**Goal of the exercise**
Gather every line of the items that contains the string "petal", and copy each one.

**Material**
** START **

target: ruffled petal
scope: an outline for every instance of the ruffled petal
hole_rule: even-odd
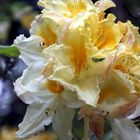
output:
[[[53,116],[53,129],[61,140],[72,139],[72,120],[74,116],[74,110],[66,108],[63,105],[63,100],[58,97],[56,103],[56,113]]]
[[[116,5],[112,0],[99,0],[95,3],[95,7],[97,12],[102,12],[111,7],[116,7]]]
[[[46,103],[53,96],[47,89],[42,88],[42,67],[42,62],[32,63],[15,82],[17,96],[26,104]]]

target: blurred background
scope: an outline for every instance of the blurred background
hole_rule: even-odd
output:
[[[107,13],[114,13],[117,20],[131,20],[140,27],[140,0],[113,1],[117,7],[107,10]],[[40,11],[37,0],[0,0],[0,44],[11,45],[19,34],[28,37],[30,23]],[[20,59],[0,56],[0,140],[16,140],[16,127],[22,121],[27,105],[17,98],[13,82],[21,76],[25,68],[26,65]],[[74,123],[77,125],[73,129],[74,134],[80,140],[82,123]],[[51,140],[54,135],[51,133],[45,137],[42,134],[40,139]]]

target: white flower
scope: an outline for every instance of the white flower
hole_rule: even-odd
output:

** END **
** START **

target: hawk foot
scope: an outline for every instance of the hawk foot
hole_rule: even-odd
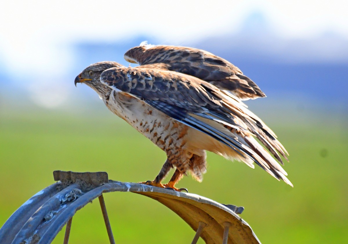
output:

** END **
** START **

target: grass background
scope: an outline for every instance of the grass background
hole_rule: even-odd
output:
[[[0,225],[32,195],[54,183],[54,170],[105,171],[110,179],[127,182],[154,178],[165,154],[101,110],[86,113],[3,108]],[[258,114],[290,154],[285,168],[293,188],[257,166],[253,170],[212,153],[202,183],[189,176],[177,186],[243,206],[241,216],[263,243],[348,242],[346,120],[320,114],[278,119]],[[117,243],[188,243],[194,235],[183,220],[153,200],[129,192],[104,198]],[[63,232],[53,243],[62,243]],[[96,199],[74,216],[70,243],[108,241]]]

** END **

**Exercise answer**
target: ruffled petal
scope: an outline for every instance of the ruffled petal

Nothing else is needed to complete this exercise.